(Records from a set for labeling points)

※

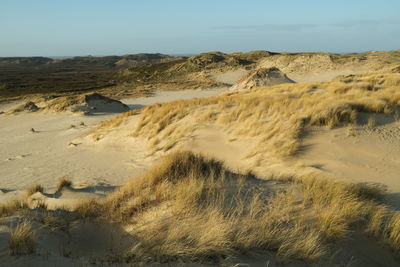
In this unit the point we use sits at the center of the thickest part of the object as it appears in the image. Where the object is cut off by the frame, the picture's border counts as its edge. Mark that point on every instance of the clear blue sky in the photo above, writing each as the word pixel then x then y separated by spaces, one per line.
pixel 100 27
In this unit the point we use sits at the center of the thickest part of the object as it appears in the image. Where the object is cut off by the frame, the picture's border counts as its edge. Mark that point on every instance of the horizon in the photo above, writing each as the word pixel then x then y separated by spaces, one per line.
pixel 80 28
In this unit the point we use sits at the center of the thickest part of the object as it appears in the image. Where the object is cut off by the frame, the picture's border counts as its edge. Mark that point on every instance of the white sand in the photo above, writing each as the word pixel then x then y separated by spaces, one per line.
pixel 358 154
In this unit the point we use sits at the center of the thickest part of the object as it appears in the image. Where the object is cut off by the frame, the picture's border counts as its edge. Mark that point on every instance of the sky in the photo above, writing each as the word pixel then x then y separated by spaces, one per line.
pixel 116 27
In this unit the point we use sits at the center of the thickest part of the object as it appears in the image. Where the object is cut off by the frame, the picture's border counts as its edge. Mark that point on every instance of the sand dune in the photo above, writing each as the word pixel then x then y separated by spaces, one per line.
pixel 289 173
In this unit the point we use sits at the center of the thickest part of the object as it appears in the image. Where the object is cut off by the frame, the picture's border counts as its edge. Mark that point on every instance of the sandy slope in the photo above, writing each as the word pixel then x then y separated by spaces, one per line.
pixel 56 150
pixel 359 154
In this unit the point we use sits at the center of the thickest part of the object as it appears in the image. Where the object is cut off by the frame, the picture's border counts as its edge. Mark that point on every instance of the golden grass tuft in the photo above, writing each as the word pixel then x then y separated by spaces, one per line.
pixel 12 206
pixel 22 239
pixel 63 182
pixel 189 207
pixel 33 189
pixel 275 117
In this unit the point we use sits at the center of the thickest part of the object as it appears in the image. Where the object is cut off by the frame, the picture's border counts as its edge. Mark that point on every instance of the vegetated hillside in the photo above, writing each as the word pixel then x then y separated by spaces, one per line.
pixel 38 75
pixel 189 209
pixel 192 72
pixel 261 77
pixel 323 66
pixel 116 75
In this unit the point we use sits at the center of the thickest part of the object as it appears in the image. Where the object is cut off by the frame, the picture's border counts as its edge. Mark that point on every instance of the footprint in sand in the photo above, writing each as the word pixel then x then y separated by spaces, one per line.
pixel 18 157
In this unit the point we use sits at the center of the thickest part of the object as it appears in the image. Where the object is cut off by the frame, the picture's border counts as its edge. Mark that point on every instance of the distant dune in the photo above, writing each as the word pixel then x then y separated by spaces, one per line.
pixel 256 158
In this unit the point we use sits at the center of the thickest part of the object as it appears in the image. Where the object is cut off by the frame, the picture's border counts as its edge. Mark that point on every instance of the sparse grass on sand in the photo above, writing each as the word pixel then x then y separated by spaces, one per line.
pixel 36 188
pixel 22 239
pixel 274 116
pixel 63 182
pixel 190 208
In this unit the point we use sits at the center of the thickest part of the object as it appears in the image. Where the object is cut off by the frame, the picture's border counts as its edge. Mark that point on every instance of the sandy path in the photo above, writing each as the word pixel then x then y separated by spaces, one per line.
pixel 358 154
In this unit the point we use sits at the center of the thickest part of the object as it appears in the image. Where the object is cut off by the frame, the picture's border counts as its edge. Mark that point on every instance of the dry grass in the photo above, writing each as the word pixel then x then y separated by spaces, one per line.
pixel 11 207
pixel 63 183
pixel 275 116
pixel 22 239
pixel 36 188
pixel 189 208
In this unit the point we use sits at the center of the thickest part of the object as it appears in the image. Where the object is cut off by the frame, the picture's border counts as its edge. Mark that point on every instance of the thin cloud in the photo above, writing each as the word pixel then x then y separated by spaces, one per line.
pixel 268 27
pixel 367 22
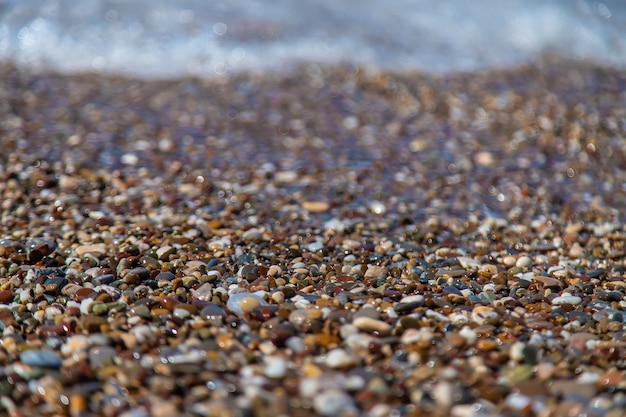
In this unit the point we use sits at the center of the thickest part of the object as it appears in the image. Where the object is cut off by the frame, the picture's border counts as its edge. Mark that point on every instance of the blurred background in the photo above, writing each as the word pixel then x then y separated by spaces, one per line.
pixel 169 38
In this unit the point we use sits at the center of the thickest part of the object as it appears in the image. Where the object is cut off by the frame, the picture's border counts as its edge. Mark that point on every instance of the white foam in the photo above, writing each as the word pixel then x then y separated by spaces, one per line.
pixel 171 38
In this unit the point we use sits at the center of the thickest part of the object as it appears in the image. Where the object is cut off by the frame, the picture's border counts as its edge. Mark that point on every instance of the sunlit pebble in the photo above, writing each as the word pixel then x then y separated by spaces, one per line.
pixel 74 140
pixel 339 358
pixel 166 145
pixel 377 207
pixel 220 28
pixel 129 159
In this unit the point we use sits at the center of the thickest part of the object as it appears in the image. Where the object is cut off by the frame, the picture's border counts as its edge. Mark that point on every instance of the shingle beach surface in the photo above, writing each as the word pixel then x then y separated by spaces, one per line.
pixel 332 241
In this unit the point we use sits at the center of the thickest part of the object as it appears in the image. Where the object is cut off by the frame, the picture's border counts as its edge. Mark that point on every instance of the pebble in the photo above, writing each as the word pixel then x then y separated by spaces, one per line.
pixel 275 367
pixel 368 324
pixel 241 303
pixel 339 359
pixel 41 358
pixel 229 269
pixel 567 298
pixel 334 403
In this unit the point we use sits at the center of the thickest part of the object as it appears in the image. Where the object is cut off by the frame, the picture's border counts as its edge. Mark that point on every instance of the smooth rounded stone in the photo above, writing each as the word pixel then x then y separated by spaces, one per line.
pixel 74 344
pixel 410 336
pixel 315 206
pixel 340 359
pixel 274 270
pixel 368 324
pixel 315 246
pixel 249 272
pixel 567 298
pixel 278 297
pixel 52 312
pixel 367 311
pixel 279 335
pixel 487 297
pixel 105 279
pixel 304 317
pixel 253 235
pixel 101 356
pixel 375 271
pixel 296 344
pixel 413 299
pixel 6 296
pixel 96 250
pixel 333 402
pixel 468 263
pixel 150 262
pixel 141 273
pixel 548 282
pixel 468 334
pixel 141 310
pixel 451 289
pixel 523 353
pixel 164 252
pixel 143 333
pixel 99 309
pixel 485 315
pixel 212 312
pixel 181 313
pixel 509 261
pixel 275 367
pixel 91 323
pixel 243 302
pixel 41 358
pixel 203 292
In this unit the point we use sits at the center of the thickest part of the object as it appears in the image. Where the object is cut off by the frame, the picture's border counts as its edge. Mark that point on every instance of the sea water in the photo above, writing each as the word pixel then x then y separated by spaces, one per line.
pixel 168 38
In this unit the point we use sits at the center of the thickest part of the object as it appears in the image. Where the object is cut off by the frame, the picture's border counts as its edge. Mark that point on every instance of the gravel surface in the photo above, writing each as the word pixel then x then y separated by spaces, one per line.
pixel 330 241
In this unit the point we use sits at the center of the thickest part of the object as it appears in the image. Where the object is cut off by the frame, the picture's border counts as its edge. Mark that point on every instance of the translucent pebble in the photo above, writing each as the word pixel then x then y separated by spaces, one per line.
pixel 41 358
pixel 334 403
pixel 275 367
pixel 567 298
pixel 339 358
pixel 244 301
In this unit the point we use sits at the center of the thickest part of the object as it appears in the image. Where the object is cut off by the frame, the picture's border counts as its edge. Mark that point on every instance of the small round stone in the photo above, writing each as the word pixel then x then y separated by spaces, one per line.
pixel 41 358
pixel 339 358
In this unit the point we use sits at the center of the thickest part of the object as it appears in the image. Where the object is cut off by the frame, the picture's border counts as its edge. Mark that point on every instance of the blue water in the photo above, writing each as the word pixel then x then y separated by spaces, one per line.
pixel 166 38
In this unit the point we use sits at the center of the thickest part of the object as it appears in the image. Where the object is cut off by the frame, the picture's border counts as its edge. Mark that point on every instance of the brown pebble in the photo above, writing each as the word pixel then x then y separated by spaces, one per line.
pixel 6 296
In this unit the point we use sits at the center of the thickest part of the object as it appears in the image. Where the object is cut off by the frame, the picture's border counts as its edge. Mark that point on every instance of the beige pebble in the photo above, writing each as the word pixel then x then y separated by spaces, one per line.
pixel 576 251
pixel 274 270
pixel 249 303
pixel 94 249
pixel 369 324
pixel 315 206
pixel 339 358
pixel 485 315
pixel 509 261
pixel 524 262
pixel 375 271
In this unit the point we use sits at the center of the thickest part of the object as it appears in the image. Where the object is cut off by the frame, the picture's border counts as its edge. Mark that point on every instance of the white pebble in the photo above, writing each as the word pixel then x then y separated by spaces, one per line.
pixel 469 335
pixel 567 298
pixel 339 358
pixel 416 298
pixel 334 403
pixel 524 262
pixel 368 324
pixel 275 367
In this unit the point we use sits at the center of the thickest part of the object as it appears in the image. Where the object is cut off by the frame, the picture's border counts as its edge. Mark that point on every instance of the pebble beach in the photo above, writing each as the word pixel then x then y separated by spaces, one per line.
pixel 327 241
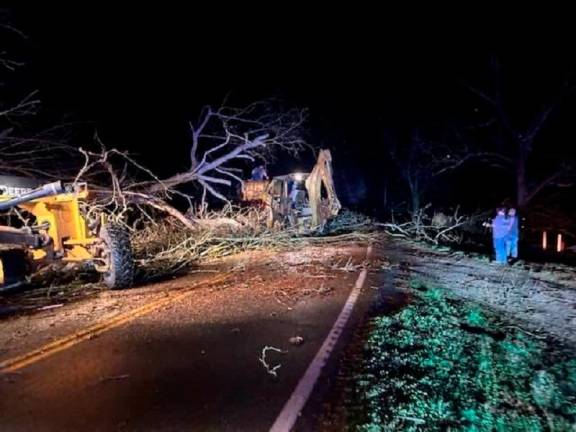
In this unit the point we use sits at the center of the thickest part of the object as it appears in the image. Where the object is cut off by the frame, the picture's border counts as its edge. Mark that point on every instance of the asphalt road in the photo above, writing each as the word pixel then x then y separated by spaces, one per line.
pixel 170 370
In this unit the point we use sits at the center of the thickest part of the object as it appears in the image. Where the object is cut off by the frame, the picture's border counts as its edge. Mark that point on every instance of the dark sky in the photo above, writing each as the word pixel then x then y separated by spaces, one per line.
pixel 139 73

※

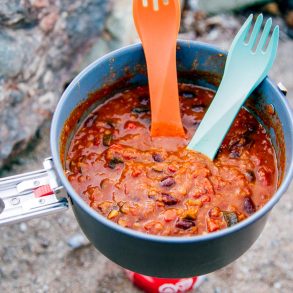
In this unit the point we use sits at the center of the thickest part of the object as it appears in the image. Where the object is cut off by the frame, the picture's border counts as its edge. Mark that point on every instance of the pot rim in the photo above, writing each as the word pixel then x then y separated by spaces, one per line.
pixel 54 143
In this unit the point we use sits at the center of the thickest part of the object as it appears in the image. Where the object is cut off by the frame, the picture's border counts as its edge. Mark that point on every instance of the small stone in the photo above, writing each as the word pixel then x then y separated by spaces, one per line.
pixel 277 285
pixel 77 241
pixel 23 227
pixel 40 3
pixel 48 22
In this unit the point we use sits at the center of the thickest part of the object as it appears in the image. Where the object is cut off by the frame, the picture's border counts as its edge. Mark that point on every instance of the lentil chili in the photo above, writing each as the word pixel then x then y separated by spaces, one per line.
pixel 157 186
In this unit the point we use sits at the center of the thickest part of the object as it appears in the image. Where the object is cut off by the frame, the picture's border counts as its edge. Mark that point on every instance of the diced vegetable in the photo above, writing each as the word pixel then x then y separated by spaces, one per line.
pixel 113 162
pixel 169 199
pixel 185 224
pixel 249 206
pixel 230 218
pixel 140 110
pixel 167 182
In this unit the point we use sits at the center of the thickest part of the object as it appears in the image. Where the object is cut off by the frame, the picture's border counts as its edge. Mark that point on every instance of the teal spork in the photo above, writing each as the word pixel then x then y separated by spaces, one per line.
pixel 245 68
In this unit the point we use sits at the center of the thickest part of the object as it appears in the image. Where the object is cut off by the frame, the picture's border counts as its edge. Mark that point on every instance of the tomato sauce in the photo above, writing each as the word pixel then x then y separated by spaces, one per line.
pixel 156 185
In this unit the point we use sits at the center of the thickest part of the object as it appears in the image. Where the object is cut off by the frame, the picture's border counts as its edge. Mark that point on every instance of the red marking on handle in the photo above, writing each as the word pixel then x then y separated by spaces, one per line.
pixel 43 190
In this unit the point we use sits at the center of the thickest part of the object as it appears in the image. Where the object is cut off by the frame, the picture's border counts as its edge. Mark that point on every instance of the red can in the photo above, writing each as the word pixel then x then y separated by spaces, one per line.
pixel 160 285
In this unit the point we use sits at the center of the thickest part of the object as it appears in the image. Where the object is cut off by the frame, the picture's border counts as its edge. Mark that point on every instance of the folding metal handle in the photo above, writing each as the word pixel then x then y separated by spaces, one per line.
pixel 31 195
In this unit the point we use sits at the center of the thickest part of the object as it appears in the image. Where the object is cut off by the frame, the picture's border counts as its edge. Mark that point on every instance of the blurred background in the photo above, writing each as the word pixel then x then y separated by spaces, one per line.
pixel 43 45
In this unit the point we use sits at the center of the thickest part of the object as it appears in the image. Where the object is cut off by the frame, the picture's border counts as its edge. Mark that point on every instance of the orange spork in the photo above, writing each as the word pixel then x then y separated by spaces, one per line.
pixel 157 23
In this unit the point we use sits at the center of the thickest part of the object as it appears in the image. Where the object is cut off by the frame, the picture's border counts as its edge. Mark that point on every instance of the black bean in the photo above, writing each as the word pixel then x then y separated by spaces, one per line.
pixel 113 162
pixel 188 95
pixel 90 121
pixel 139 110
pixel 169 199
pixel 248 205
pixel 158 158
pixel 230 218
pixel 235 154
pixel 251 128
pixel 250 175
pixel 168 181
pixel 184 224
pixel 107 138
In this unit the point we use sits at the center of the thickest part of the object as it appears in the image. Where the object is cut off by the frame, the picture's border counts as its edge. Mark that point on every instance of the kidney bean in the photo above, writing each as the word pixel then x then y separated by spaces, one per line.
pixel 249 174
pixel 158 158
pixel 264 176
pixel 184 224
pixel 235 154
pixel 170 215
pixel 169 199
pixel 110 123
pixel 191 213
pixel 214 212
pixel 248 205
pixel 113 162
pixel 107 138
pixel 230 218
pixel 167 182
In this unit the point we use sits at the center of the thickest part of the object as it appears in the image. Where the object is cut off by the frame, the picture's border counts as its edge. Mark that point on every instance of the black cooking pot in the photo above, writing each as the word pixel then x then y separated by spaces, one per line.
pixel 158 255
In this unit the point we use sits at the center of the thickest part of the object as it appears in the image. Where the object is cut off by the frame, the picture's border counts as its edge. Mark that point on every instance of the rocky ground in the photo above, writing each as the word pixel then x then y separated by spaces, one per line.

※

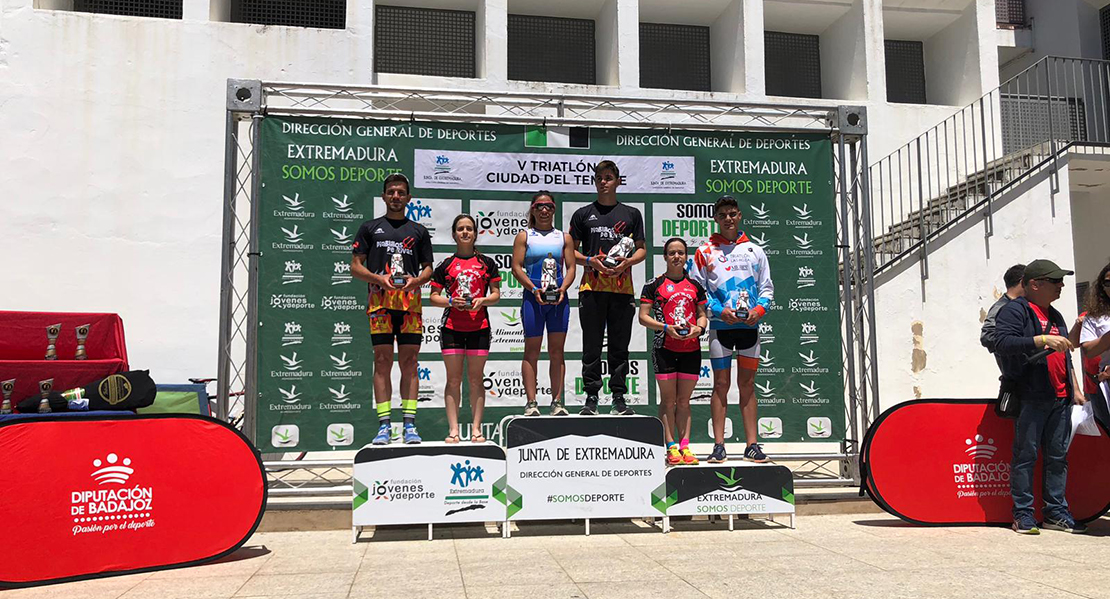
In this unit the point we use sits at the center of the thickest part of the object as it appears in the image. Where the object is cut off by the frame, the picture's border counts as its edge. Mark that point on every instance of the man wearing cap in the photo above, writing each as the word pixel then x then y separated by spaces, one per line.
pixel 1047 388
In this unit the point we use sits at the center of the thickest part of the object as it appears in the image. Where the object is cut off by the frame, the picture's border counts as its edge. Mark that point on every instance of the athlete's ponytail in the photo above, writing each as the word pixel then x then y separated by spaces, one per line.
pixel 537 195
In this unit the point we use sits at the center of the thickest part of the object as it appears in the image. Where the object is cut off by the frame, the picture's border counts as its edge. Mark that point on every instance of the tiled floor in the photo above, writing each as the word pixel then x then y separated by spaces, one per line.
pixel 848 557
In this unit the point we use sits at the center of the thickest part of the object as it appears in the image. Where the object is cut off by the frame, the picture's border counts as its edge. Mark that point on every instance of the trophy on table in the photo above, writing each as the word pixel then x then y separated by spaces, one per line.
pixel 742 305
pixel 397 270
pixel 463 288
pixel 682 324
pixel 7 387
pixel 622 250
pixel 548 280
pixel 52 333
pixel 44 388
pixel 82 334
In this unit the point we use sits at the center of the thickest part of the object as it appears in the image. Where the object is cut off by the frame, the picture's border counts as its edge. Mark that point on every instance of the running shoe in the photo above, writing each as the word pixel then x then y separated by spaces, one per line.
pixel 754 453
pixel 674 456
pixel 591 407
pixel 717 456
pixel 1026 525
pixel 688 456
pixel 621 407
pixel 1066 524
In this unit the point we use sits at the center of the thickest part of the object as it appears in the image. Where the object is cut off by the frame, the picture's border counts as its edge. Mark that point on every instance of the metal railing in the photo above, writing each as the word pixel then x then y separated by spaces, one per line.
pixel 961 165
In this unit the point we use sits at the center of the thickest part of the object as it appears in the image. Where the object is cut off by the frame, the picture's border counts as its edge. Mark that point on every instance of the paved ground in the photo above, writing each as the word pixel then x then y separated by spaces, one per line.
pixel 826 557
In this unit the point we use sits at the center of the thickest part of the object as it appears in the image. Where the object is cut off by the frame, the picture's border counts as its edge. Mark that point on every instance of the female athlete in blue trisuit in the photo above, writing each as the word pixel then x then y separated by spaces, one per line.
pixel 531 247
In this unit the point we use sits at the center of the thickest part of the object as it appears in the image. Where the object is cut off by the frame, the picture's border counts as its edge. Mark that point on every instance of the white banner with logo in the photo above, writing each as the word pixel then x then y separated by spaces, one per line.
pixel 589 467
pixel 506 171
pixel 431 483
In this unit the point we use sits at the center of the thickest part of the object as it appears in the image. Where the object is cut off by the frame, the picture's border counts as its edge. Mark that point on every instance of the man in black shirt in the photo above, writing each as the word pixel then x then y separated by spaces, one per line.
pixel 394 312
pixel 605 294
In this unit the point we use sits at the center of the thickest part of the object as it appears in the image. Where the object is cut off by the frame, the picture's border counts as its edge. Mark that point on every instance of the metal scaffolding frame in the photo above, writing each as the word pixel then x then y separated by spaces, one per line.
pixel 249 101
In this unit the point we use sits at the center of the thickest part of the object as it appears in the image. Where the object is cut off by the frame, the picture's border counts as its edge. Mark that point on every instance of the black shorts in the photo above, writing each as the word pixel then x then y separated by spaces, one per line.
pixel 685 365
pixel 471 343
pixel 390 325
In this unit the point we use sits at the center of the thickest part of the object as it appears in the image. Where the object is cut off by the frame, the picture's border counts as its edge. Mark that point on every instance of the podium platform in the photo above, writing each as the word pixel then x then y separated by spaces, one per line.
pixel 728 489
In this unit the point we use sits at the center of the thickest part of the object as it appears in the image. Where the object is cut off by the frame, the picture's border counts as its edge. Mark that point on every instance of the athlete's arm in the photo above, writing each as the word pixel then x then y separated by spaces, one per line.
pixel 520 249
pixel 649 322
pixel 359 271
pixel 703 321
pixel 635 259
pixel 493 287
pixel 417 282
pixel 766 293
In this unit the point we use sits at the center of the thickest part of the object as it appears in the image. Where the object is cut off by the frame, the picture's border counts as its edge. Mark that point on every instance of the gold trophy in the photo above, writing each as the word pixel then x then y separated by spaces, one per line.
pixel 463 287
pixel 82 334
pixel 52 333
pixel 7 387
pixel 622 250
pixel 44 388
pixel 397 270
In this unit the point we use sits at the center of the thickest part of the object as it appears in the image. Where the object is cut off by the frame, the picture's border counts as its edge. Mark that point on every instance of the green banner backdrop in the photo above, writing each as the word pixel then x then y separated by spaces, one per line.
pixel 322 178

※

### Task prompt:
Locate each line in the items above that contains the word "stone", and copy every such line.

### Solved exercise:
In this unit the point we use sits at the center of the thickest part of the object as it appears in the image. Where the object is cut off by the frame, the picture's border counts as its edge. Mark that point on every instance of the smooth rounded stone in the photo above, writing each as the word pixel then x then y separated by spaces, one per line.
In this unit the point we use sits at the center of the thickest part of the object as it appears in the image. Where the object is cut off by the frame, the picture's border counts as its edge. Mark that point on every instance of the small round stone in the photo above, writing each as the word pixel then x then y separated by spaces, one per line.
In this unit the point we use sits at the center of the thickest part of the object as it appears in the image. Where the object is cut off by the frame, the picture's border counts as its edge. Mark that point on every instance of the small stone in the photo above, writing each as the word pixel then x then y separated by spaces, one per line.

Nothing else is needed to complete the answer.